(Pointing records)
## Begin
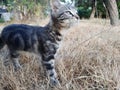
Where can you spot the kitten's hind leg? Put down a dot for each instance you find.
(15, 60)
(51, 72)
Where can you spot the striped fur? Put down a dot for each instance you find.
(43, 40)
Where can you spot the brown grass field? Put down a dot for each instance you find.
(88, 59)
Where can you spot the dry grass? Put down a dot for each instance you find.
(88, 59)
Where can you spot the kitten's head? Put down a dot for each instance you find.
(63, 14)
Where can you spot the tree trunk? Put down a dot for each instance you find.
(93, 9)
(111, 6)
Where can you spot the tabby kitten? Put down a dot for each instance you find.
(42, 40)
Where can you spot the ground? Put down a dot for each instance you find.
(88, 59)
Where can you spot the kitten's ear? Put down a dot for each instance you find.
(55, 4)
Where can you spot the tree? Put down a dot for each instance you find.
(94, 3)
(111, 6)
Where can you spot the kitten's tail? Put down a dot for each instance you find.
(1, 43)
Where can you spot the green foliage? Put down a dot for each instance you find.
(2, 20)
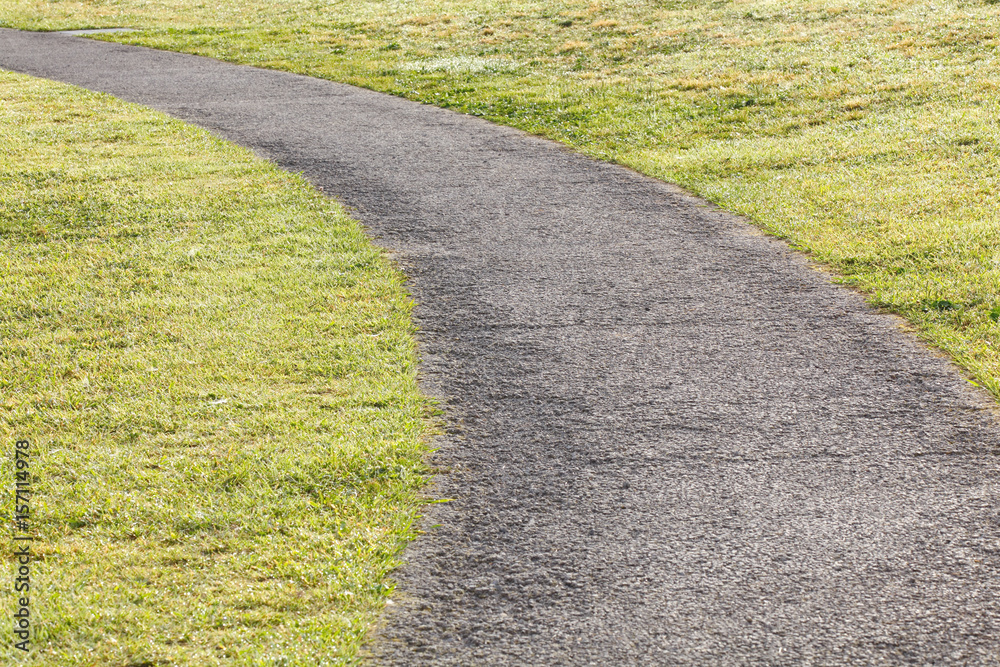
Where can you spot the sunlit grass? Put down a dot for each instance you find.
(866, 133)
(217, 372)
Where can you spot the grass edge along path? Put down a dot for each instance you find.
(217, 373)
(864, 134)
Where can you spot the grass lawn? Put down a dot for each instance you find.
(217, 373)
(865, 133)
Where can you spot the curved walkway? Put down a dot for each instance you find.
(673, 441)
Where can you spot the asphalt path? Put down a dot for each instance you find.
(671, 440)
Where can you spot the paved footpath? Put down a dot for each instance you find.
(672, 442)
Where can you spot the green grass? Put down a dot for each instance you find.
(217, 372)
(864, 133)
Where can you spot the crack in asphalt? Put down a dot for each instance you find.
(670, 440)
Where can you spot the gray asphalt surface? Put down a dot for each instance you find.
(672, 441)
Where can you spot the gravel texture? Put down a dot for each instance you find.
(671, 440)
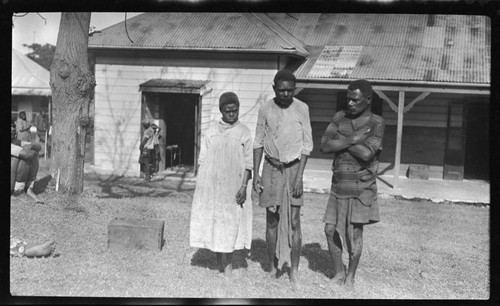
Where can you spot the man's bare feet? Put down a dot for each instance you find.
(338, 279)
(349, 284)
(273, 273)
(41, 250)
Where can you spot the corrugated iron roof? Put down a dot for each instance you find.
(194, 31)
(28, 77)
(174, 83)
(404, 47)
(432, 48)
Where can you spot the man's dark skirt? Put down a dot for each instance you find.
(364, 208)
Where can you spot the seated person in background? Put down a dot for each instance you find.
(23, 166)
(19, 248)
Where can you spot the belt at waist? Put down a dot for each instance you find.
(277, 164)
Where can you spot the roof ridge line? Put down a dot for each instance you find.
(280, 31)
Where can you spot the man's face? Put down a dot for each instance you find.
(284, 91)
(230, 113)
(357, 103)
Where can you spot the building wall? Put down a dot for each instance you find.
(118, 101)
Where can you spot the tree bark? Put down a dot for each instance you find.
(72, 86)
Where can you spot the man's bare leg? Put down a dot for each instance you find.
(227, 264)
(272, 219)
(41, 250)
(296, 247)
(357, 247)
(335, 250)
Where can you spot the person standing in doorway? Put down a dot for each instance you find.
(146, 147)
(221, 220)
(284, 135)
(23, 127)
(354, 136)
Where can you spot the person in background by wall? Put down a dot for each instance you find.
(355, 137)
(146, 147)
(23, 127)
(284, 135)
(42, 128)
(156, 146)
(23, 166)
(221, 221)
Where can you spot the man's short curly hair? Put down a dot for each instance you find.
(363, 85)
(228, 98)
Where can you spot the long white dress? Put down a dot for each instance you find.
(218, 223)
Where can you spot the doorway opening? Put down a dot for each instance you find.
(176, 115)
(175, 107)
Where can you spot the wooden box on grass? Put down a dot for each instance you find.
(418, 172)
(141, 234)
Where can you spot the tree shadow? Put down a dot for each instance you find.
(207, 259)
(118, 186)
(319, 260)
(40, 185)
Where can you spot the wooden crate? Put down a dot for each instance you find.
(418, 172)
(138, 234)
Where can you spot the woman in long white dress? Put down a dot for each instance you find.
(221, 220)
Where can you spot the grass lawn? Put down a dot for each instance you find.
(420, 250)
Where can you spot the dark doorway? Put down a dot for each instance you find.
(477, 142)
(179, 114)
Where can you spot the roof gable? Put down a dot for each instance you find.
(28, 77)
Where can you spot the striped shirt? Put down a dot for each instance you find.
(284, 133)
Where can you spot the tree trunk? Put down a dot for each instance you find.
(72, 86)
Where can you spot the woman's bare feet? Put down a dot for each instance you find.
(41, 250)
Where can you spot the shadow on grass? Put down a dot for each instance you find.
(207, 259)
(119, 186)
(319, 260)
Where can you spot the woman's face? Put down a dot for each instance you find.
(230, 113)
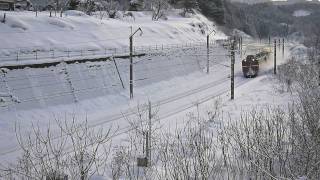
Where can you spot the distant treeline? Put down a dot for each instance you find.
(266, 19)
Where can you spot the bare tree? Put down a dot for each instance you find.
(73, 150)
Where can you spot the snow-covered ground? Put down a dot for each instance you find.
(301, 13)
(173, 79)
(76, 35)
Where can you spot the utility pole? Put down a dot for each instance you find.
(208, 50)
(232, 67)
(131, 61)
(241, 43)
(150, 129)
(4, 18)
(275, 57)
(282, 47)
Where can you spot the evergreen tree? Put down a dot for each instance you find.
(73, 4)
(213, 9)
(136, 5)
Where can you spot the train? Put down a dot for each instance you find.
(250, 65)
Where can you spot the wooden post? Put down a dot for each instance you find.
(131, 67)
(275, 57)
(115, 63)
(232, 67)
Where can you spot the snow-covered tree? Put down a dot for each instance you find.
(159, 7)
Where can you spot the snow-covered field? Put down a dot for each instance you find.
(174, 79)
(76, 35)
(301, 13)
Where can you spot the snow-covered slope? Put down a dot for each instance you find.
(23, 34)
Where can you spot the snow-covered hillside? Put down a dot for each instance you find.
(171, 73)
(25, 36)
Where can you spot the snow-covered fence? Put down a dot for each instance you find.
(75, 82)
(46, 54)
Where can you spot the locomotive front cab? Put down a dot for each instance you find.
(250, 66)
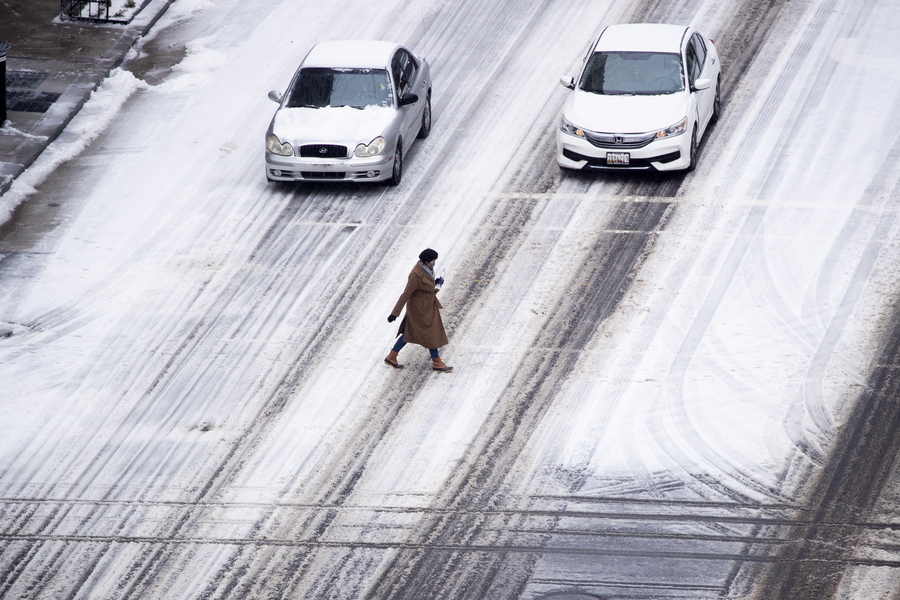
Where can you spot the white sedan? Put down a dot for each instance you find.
## End
## Begin
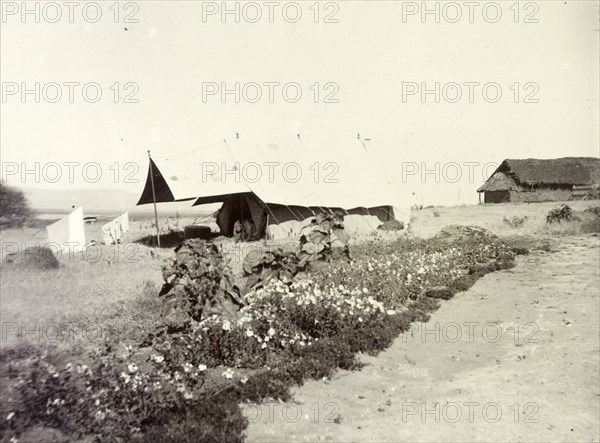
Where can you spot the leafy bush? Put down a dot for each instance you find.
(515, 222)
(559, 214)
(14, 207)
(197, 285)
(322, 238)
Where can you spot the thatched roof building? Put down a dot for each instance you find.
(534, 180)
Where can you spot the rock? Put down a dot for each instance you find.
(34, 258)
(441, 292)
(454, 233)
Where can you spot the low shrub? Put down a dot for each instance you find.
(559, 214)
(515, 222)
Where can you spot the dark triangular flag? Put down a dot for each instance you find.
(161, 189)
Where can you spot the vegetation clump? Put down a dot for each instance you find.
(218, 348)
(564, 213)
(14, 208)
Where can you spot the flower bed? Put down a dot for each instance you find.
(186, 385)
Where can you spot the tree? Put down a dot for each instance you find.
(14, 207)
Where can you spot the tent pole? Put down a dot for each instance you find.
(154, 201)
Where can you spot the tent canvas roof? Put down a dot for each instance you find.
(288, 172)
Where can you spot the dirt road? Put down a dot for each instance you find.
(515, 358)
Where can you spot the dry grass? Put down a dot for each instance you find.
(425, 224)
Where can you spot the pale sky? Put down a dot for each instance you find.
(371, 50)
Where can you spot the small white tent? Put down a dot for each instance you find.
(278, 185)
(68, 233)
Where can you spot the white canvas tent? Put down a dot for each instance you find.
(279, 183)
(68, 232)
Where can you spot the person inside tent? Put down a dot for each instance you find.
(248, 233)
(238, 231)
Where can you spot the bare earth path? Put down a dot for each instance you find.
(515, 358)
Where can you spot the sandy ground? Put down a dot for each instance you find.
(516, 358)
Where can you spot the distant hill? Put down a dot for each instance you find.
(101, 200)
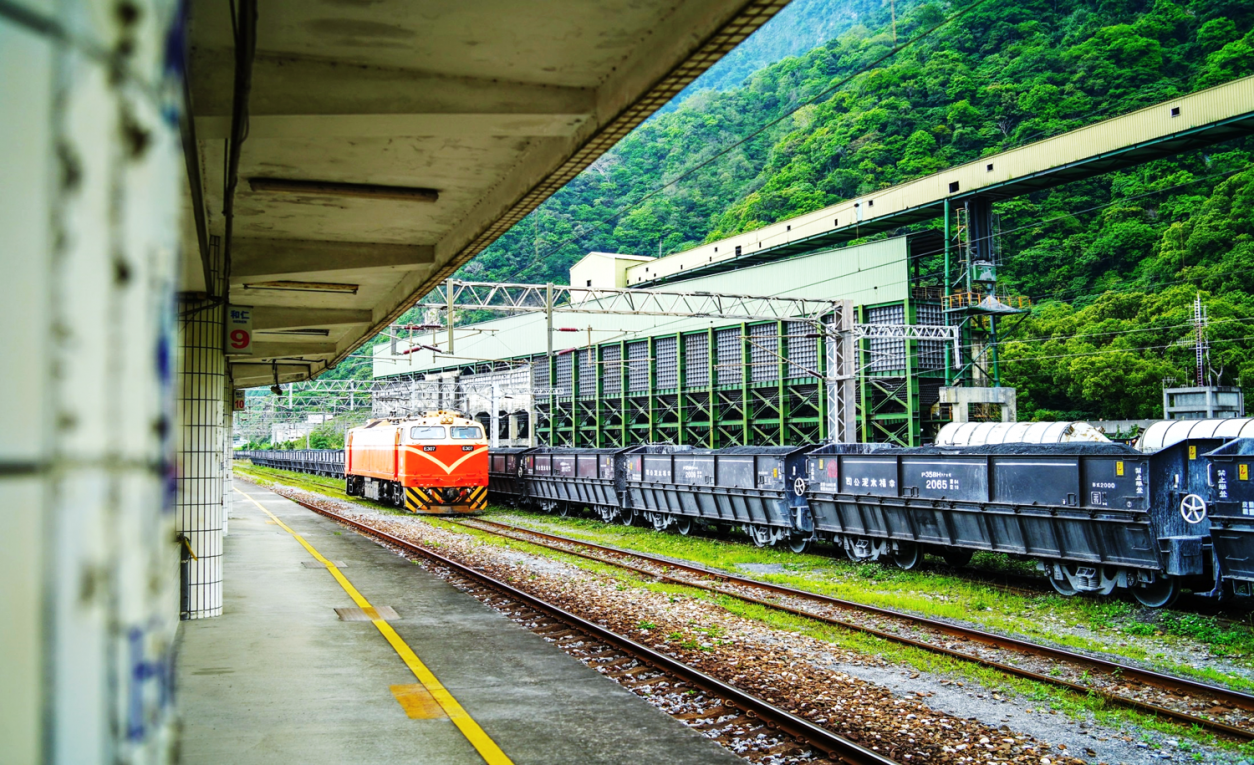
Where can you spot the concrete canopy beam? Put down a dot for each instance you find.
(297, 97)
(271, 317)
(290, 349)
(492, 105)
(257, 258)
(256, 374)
## End
Problem to work on >> Tally the lines in the rows above that contain the string "field", counting only matches with the same case, and reply with the number alone.

Expected answer >> 2